— start of TASK INPUT —

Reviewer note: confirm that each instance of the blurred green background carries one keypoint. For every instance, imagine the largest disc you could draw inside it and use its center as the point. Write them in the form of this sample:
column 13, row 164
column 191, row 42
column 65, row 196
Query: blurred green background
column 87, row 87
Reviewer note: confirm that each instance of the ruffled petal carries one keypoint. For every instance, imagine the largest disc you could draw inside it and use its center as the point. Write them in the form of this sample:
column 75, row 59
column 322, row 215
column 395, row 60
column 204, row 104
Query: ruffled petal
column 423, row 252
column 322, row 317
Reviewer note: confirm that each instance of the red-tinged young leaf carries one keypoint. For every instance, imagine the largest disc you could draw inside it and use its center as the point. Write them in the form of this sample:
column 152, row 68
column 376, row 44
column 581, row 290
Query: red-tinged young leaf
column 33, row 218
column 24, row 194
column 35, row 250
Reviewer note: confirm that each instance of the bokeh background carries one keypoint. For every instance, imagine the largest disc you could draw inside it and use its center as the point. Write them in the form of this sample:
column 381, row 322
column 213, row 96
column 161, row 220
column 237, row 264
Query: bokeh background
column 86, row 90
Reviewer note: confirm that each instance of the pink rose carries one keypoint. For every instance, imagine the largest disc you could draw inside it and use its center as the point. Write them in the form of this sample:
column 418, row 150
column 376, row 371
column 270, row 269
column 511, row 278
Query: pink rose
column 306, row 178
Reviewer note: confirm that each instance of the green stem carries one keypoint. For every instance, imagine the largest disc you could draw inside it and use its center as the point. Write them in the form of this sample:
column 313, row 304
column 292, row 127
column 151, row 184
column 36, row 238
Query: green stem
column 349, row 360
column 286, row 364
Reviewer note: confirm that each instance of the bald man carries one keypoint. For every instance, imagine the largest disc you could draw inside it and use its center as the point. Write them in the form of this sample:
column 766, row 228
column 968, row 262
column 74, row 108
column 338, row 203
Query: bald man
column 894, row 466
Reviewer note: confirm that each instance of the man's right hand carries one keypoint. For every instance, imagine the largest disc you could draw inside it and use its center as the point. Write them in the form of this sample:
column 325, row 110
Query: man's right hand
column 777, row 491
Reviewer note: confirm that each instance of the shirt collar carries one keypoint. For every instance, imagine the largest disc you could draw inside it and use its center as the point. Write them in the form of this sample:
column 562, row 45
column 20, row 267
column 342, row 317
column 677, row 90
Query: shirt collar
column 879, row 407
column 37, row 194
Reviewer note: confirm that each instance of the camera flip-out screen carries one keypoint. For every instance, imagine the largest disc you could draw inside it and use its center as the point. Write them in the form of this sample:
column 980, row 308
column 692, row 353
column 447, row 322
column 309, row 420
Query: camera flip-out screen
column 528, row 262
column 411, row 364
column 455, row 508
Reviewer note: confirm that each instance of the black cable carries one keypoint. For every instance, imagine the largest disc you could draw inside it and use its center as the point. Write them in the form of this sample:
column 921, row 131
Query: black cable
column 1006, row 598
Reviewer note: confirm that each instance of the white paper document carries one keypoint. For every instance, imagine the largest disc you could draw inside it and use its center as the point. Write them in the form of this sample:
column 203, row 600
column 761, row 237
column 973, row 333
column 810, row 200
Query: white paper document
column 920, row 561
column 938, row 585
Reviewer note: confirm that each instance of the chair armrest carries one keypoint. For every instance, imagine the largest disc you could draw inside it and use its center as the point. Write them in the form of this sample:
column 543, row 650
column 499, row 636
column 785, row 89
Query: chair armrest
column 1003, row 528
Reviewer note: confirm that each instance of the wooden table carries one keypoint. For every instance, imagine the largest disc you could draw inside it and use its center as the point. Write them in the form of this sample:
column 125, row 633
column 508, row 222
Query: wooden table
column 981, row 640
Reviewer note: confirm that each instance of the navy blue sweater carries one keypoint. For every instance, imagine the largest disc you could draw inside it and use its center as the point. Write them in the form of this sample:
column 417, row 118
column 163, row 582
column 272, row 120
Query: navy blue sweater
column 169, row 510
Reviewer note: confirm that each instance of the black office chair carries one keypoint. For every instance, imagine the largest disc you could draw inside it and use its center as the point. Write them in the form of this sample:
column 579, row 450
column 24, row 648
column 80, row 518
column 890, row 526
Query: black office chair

— end of TASK INPUT —

## REQUIREMENT
Copy the lines in the records above exactly, starting at the line that contains "Reviewer note: confirm that each instance of the bald" and ending at the line that contains "column 894, row 466", with both of those lines included.

## RESULT BELOW
Reviewer note: confirm that each instance of the bald man carries one keypoint. For every instance, imagine the largest disc you could draw inside it and use its center as the point. Write them in the form of this sample:
column 766, row 228
column 968, row 262
column 74, row 108
column 338, row 203
Query: bald man
column 894, row 466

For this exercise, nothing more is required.